As you can imagine finding this wood saved me untold amounts of money!

I also have some floating logs that I attached Java Moss too with a rubber band and I am hoping it will take hold and cover the log to give it a more natural look since these logs have a tendency to look more plasticy over time.

So what do you guys and gals think? I have never used wood in my tanks before nor have I ever had plants. I am sure I made some mistakes but it's a learning process right... 

Also in case you are wondering my tank is all scratched up because I bought it used off of craigslist (100 gal with Stand and Hood for $150!) and since it is an Acrylic tank it was all scratched up. I am getting a kit to fix the scratches but I just haven't gotten around to it yet.


----------



## BRANT13 (Feb 18, 2009)

WOWOWOW....i love the wood...truely a great find indeed...i wish i could go out in my backyard and find something like this...i would be very happy with the wood if i were you (wich you should be :wink: ) Very nice


----------



## Dj823cichild (Mar 30, 2009)

Wood is always good!  :thumb:


----------



## Snakes to Cichs (Dec 29, 2008)

:lol: Well it looks like you've put your wood to good use! :lol:


----------



## ashilli48 (May 14, 2006)

Nice looking stuff! Great find! I was in AZ over the weekend and the driftwood lying around was making me nuts! Too bad I had flown in!

http://en.wikipedia.org/wiki/Manzanita


----------



## Trojan_Cichlid (Feb 14, 2009)

Data section:
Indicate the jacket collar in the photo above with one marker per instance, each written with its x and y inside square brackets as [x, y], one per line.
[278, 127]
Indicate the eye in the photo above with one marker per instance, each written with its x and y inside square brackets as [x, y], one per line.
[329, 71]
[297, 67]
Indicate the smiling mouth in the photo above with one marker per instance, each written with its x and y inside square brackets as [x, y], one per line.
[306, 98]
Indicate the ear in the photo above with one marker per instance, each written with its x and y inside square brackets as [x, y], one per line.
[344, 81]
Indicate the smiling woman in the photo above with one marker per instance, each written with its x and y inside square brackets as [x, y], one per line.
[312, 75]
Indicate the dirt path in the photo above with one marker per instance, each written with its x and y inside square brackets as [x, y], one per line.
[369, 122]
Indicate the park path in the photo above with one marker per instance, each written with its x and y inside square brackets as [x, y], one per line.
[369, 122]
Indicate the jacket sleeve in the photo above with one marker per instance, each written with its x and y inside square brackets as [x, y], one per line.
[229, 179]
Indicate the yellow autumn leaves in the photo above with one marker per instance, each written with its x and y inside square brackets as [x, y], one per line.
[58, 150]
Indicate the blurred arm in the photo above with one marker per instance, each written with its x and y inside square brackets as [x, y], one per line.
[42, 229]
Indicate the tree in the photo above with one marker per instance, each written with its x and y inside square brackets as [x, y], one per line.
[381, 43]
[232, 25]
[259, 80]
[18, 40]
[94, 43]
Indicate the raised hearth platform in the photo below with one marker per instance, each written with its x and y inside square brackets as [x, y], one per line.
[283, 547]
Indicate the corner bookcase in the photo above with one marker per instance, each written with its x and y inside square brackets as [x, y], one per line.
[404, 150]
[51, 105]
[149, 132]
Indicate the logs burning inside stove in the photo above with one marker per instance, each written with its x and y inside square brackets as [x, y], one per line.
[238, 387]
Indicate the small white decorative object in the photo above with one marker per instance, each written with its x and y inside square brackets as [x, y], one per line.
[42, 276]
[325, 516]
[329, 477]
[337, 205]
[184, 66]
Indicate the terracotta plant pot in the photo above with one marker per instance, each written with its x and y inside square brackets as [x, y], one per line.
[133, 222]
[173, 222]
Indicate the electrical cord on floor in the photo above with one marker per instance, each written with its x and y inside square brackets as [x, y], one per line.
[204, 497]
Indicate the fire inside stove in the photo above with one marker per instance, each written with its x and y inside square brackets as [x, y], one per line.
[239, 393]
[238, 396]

Problems to work on:
1/ Could you repeat a passage of the driftwood thread word for word, beginning at the words "I also have" and stopping after "(Feb 18, 2009)"?
2/ In the driftwood thread:
(a) How big was the used tank, and what did it cost with the stand and hood?
(b) What did the poster use to attach Java Moss to the floating logs?
(c) Which state was ashilli48 in over the weekend?
3/ Can you resume the driftwood thread from the point where it stops?

Outputs for the tasks:
1/
I also have some floating logs that I attached Java Moss too with a rubber band and I am hoping it will take hold and cover the log to give it a more natural look since these logs have a tendency to look more plasticy over time.

So what do you guys and gals think? I have never used wood in my tanks before nor have I ever had plants. I am sure I made some mistakes but it's a learning process right... 

Also in case you are wondering my tank is all scratched up because I bought it used off of craigslist (100 gal with Stand and Hood for $150!) and since it is an Acrylic tank it was all scratched up. I am getting a kit to fix the scratches but I just haven't gotten around to it yet.


----------



## BRANT13 (Feb 18, 2009)

2/
(a) 100 gallons, for $150.
(b) A rubber band.
(c) AZ.

3/
yeah I am very happy with the wood. I think it really adds to the tank. I love the look of it now and that it adds height. The fish now spend a lot more time near the top of the tank.


----------



## Manoah Marton (Feb 17, 2009)

What type of wood again? What do the leaves look like? I like in CA too. Maybe I have that wood. Thanks, 
Manoah


----------



## Trojan_Cichlid (Feb 14, 2009)

Manoah Marton said:


> What type of wood again? What do the leaves look like? I like in CA too. Maybe I have that wood. Thanks,
> Manoah


Its called Manzanita. It looks like this


----------



## Manoah Marton (Feb 17, 2009)

Is it a desert tree?
Thanks,
Manoah


----------



## BRANT13 (Feb 18, 2009)

i dont know if desert is correct but it looks like a tree that doesnt need much water as far as structure goes


----------



## Trojan_Cichlid (Feb 14, 2009)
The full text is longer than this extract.